[GIVEN INSTRUCTION]:
Arrange every line of the data below into a numbered list, skipping any blank lines.
## BEGIN
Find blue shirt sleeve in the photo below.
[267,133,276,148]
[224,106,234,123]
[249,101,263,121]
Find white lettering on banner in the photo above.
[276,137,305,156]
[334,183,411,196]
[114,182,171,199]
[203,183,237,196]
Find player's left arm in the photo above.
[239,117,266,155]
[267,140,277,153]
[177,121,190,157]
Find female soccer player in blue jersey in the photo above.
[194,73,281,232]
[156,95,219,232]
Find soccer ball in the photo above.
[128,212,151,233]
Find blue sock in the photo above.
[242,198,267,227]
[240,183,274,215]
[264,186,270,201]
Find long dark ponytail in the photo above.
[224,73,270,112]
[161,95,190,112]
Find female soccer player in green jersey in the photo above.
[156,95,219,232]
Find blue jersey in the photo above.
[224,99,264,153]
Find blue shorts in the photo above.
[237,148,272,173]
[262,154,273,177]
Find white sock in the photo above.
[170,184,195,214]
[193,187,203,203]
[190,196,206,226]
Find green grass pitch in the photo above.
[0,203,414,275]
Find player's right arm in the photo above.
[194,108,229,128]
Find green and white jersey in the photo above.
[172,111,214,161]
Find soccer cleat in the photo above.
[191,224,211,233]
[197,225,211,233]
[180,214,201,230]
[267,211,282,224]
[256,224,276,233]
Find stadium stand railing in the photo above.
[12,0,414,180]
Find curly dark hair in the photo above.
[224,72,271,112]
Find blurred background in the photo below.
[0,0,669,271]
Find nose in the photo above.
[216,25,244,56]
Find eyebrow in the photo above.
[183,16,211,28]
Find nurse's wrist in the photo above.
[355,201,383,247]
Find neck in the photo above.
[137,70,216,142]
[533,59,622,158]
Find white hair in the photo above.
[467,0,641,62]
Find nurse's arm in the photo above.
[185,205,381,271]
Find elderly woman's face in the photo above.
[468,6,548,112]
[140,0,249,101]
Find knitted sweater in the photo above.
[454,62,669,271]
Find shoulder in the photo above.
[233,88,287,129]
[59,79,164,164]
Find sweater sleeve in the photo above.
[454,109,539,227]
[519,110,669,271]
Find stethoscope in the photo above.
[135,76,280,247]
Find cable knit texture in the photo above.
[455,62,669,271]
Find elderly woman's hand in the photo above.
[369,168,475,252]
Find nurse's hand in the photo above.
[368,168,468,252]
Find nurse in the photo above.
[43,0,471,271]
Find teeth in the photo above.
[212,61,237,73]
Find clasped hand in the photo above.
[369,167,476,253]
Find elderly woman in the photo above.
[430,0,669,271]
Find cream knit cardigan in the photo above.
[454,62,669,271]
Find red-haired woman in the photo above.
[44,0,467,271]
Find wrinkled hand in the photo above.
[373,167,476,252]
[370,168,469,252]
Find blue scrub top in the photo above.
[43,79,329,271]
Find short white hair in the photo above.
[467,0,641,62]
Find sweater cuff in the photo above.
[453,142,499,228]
## END
[OUTPUT FOR THIS EXERCISE]:
1. Find blue shirt sleeve in the photo below.
2. [267,133,276,148]
3. [224,106,234,123]
4. [249,101,263,121]
5. Find white lettering on banner in the photo above.
6. [276,137,305,156]
7. [334,183,411,196]
8. [114,182,171,199]
9. [203,183,237,196]
10. Find player's left arm in the photo above.
11. [239,117,266,155]
12. [267,140,277,153]
13. [177,121,190,157]
14. Find female soccer player in blue jersey in the photo above.
15. [194,73,281,232]
16. [156,95,219,232]
17. Find soccer ball in the photo above.
18. [128,212,151,233]
19. Find blue sock in the photo above.
20. [242,198,267,227]
21. [240,183,274,215]
22. [264,186,270,201]
23. Find long dark ponytail in the photo above.
24. [224,73,270,112]
25. [161,95,190,112]
26. Find female soccer player in green jersey in the photo above.
27. [156,95,219,232]
28. Find blue jersey in the photo above.
29. [224,99,264,153]
30. Find blue shorts in the photo above.
31. [237,148,272,173]
32. [262,154,273,177]
33. Find white sock in the photo above.
34. [170,184,195,214]
35. [193,187,203,203]
36. [190,196,206,226]
37. Find green grass pitch in the photo above.
38. [0,203,414,275]
39. Find player's right arm in the photo above.
40. [194,108,229,128]
41. Find green and white jersey in the photo above.
42. [172,111,214,161]
43. Find soccer cleat in the photo above.
44. [191,224,211,233]
45. [197,225,211,233]
46. [180,214,201,230]
47. [267,211,282,224]
48. [256,224,276,233]
49. Find stadium stand railing in the photo above.
50. [12,0,414,180]
51. Find curly dark hair in the photo above.
52. [224,72,271,112]
53. Find blurred background in the photo below.
54. [0,0,669,271]
55. Find nose in the photo above.
56. [216,25,244,56]
57. Find eyebrow in the photo above.
58. [183,16,211,28]
59. Find nurse's wrist in the photo above.
60. [355,201,383,247]
61. Find neck in the photo above.
62. [137,70,216,142]
63. [533,59,622,158]
64. Find white hair in the photo above.
65. [467,0,641,62]
66. Find nurse's arm in the photo above.
67. [185,205,381,271]
68. Find elderly woman's face in the photo above.
69. [468,6,548,112]
70. [140,0,249,101]
71. Find knitted sweater in the photo above.
72. [454,62,669,271]
73. Find shoulder in the photo above.
74. [233,88,287,129]
75. [59,79,164,164]
76. Find sweater sleeve in the photo above.
77. [454,109,539,227]
78. [519,110,669,271]
79. Find stethoscope in the photo above.
80. [135,76,280,247]
81. Find cable knit texture in the photo above.
82. [455,62,669,271]
83. Find elderly woman's hand in the photo above.
84. [369,168,475,252]
85. Find nurse's hand in the photo above.
86. [368,168,468,252]
87. Find nurse in the photo above.
88. [43,0,471,271]
89. Find teeth in the photo above.
90. [212,61,237,73]
91. Find clasped hand in the photo above.
92. [369,167,476,253]
93. Find elderly woman in the photo above.
94. [430,0,669,271]
95. Find cream knit cardigan in the photo above.
96. [454,62,669,271]
97. Find red-haired woman in the photo above.
98. [44,0,467,271]
99. Find wrinkled hand in the photo above.
100. [373,167,476,252]
101. [370,168,469,252]
102. Find blue scrub top in the photo above.
103. [43,79,329,271]
104. Find short white hair in the photo above.
105. [467,0,641,62]
106. Find sweater cuff in the photo above.
107. [453,142,499,228]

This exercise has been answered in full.